INFORMATION —
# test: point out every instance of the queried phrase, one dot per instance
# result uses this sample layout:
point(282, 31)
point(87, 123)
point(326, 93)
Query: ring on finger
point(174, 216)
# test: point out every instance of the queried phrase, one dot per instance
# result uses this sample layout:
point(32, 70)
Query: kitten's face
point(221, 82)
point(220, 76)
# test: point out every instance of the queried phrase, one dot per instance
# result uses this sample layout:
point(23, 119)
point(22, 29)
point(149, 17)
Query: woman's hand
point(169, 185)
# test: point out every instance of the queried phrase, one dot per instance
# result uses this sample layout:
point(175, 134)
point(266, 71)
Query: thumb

ASSIGNMENT —
Faithfully copy every entry, leaving nothing out.

YOUR SOLUTION —
# test: point out every instance of the queried phrase, one dot per instance
# result uses this sample layout:
point(282, 31)
point(87, 123)
point(326, 93)
Query: ring on finger
point(174, 216)
# test: point out every instance of the queried phrase, one dot per instance
# result uses this sample layout:
point(32, 70)
Query: kitten's face
point(221, 82)
point(220, 76)
# test: point out every instance of the queried phrase, one dot per instance
# result uses this sample layout:
point(23, 119)
point(22, 29)
point(149, 17)
Query: woman's hand
point(169, 185)
# test: point out every instance of the queried phrase, one dot per instance
# result uses this sample layout:
point(175, 134)
point(266, 71)
Query: thumb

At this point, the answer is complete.